--- Start SOURCE MATERIAL ---

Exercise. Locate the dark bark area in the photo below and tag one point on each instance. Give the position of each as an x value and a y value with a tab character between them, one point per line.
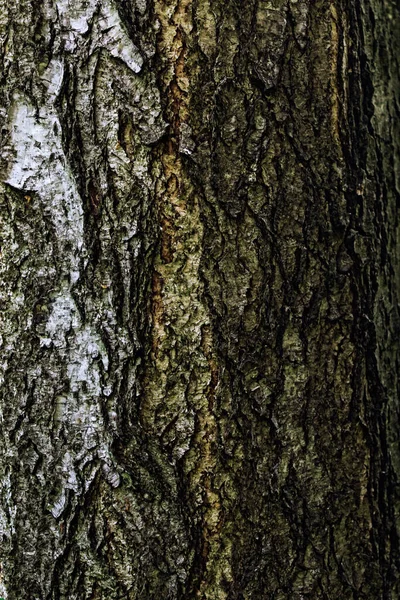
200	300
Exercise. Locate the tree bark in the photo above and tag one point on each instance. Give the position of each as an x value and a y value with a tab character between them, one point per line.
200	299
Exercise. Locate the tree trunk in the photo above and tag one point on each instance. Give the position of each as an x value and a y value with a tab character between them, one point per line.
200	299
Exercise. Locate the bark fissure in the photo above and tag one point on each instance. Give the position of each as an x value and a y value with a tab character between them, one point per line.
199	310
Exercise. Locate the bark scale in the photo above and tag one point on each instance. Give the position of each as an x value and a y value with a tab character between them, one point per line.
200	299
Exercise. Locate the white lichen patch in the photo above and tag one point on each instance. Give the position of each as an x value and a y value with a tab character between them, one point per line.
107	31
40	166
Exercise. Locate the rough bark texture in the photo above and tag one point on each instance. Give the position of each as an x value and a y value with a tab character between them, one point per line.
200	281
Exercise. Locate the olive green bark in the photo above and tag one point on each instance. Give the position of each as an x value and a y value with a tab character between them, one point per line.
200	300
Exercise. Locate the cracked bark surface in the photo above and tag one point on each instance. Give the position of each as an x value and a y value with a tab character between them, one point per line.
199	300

--- End SOURCE MATERIAL ---
--- Start SOURCE MATERIAL ---

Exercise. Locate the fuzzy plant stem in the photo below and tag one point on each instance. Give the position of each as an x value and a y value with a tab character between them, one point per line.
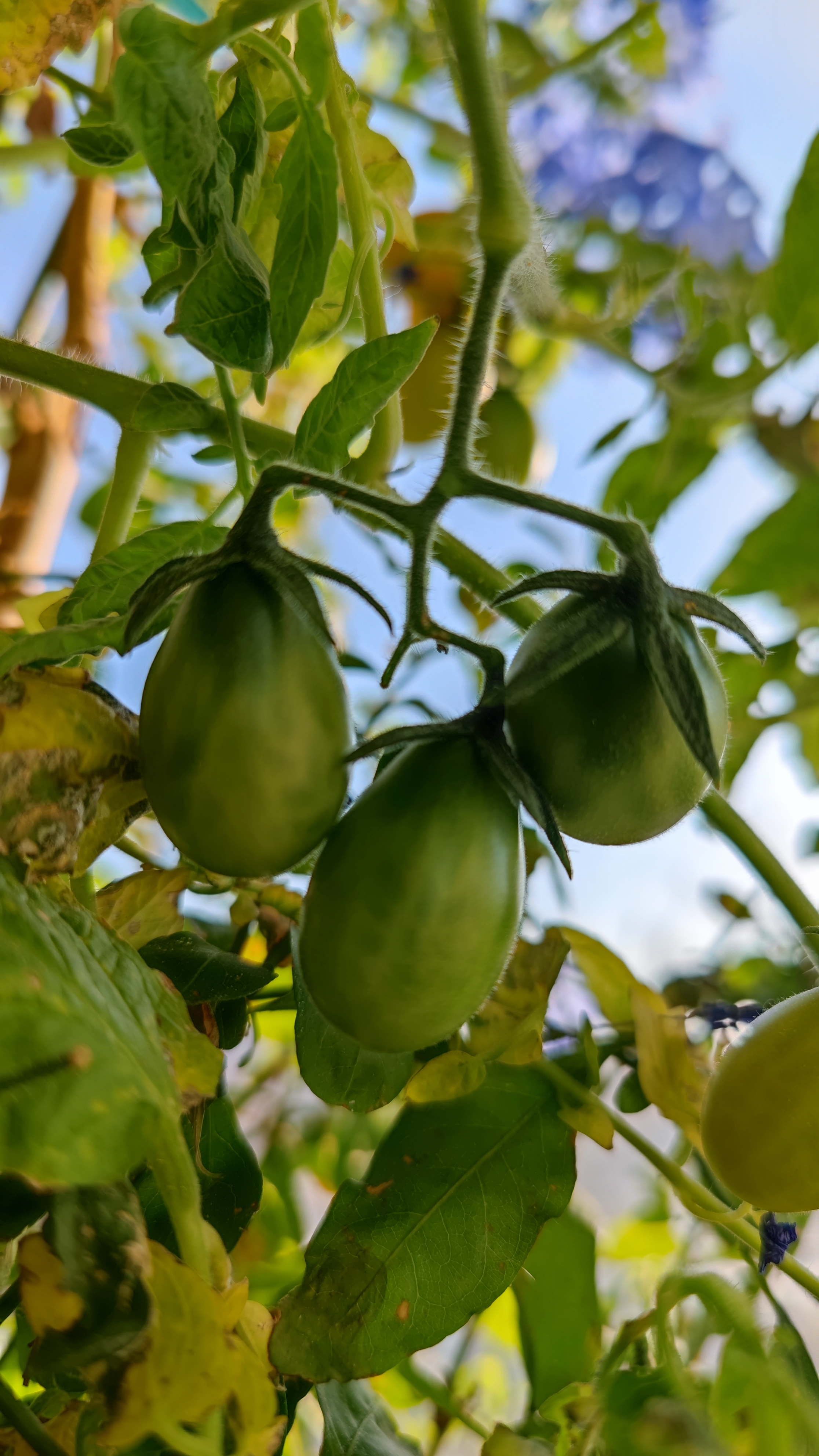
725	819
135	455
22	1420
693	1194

--- End SOURCE MATERIAL ---

TASK TO COMPLETE ▸ Please pull out every line of the items above that contains the word "tree", matching case exactly.

FINAL ANSWER ▸
Exercise. Locate the tree bark in the photo above and tag one point on each instance. Give the position of each as an x value and a y value with a tab character between them, one point per line.
Exercise. Locate the tree trunk in the photo above and tag one point on each instance. Give the position of each as an x value and a y value with a tab character between them, one point per line.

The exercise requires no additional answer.